**OBJECTIF VISÉ**.
Montre toutes les lignes ci-dessous où figure le mot « background », en tenant compte des majuscules et des minuscules.

**DONNÉES À TRAITER**.

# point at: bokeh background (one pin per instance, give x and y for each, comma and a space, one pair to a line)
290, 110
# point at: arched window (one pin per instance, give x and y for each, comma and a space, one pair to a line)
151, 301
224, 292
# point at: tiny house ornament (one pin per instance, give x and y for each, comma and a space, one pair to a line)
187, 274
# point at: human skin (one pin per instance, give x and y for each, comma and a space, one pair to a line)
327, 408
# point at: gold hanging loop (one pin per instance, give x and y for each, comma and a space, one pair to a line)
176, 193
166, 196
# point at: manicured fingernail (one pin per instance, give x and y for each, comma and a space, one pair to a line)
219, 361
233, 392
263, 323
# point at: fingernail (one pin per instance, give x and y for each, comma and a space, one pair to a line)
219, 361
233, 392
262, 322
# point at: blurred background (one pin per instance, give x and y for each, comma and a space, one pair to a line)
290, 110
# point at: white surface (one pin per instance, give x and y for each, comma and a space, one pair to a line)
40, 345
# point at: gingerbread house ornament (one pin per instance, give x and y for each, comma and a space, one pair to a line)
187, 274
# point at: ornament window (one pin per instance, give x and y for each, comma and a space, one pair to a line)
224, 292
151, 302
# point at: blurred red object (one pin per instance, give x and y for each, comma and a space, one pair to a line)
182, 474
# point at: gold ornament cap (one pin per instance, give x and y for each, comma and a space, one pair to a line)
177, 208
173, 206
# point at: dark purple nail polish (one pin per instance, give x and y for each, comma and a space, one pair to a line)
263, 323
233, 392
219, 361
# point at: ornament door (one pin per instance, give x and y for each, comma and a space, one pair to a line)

==

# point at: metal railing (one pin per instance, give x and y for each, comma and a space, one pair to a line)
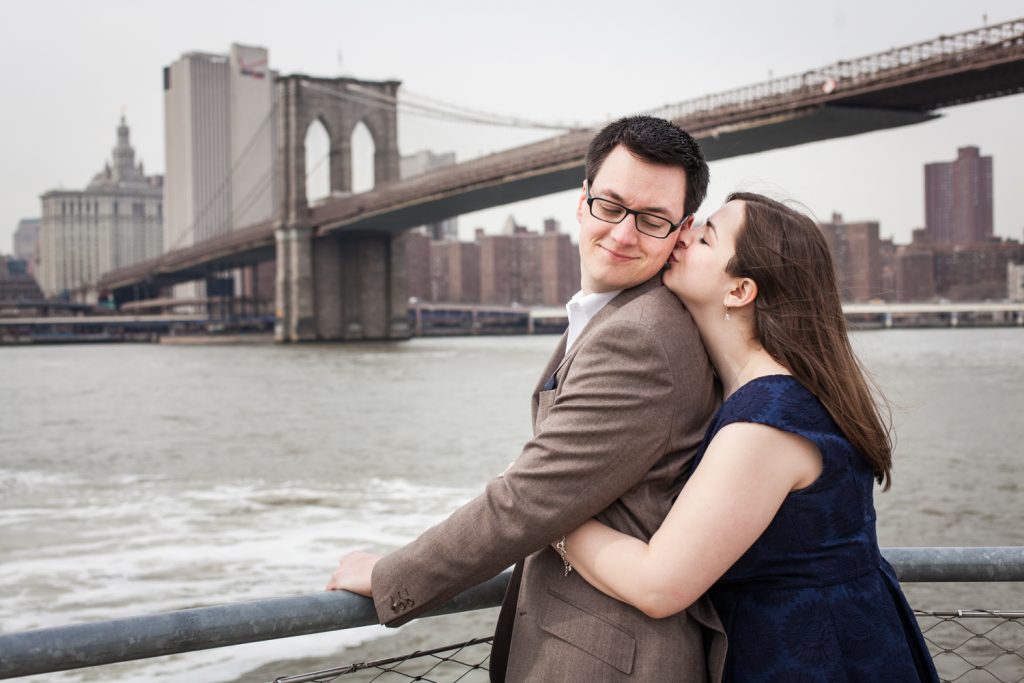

**VOICI LE RÉSULTAT**.
# point at: bokeh background (one pin per instance, give x and y for each, comma and a space, one pair to a line)
# point at: blurred background (one pin per instance, give x and y for each, comma and a space, one pair to a line)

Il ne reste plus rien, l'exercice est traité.